Stored items from a collection:
§

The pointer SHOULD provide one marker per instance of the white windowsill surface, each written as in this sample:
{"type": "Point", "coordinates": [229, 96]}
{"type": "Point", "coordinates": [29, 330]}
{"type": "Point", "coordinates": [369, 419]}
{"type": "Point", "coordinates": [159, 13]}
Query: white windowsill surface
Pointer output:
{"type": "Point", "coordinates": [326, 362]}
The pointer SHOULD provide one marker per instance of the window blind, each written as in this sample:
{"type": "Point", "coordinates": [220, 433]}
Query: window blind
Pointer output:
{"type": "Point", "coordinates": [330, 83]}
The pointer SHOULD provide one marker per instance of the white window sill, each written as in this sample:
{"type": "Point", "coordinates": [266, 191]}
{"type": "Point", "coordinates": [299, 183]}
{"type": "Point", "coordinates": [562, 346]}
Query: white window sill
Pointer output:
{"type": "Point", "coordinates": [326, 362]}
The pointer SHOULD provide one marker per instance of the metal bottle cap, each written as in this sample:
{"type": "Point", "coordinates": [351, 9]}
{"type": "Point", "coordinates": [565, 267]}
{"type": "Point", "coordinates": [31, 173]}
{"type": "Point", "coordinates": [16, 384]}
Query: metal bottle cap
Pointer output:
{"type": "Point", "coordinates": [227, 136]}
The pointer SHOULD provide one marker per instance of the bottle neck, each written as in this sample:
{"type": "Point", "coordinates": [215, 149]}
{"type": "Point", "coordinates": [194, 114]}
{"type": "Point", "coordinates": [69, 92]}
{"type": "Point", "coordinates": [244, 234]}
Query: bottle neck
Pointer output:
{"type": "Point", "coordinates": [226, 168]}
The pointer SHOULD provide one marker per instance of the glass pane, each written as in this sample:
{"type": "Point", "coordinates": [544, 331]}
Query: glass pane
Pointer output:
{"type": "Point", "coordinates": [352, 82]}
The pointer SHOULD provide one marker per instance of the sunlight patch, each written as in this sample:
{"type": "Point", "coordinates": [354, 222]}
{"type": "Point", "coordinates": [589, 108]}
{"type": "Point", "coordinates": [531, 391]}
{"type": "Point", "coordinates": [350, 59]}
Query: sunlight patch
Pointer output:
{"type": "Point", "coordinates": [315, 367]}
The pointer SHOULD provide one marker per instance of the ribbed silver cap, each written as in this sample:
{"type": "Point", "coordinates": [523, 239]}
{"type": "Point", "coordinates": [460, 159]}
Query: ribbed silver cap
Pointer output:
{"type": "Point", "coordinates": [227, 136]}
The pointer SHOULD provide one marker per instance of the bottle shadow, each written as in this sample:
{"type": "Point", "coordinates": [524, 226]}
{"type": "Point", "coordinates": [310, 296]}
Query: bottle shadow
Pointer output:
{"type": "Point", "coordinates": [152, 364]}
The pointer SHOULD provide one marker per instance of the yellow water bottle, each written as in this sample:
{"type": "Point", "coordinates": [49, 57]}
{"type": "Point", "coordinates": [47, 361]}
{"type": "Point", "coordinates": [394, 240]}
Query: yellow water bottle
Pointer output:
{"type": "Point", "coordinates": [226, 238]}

§

Task description
Every record above needs to be returned in full, exactly.

Reply to the exercise
The pointer SHOULD provide one marker per instance of the white windowsill surface, each written as in this sample:
{"type": "Point", "coordinates": [229, 96]}
{"type": "Point", "coordinates": [29, 330]}
{"type": "Point", "coordinates": [369, 419]}
{"type": "Point", "coordinates": [159, 13]}
Query: white windowsill surface
Pointer output:
{"type": "Point", "coordinates": [326, 362]}
The pointer SHOULD provide one marker per instance of the window blind, each written as in this sample:
{"type": "Point", "coordinates": [220, 433]}
Query: window blind
Pointer output:
{"type": "Point", "coordinates": [330, 83]}
The pointer SHOULD provide one marker per instance of the white window sill, each written as in this sample:
{"type": "Point", "coordinates": [266, 191]}
{"type": "Point", "coordinates": [299, 183]}
{"type": "Point", "coordinates": [562, 346]}
Query: white window sill
Pointer output:
{"type": "Point", "coordinates": [326, 362]}
The pointer SHOULD provide one marker per instance of the metal bottle cap, each written as in this sample:
{"type": "Point", "coordinates": [351, 9]}
{"type": "Point", "coordinates": [565, 267]}
{"type": "Point", "coordinates": [31, 173]}
{"type": "Point", "coordinates": [16, 384]}
Query: metal bottle cap
Pointer output:
{"type": "Point", "coordinates": [227, 136]}
The pointer SHOULD provide one marker per instance of the bottle neck, each written as in this sample:
{"type": "Point", "coordinates": [215, 149]}
{"type": "Point", "coordinates": [194, 114]}
{"type": "Point", "coordinates": [69, 92]}
{"type": "Point", "coordinates": [244, 234]}
Query: bottle neck
Pointer output:
{"type": "Point", "coordinates": [226, 168]}
The pointer SHOULD provide one marker per instance of the glass pane, each written as in this sample:
{"type": "Point", "coordinates": [544, 331]}
Query: glass pane
Pointer output:
{"type": "Point", "coordinates": [352, 82]}
The pointer SHOULD provide one marker per instance of the sunlight patch, each written as in this sample:
{"type": "Point", "coordinates": [354, 222]}
{"type": "Point", "coordinates": [589, 108]}
{"type": "Point", "coordinates": [531, 391]}
{"type": "Point", "coordinates": [350, 59]}
Query: sunlight patch
Pointer output:
{"type": "Point", "coordinates": [315, 367]}
The pointer SHOULD provide one marker per instance of the ribbed silver cap, each written as in this sample:
{"type": "Point", "coordinates": [523, 239]}
{"type": "Point", "coordinates": [460, 159]}
Query: ribbed silver cap
Pointer output:
{"type": "Point", "coordinates": [227, 136]}
The pointer SHOULD provide one marker per instance of the bottle shadow, each written as in this sample:
{"type": "Point", "coordinates": [524, 226]}
{"type": "Point", "coordinates": [310, 296]}
Query: bottle shadow
Pointer output:
{"type": "Point", "coordinates": [152, 364]}
The pointer SHOULD provide one marker per instance of the yellow water bottle, each written as in this sample:
{"type": "Point", "coordinates": [49, 57]}
{"type": "Point", "coordinates": [47, 361]}
{"type": "Point", "coordinates": [394, 240]}
Query: yellow water bottle
Pointer output:
{"type": "Point", "coordinates": [226, 238]}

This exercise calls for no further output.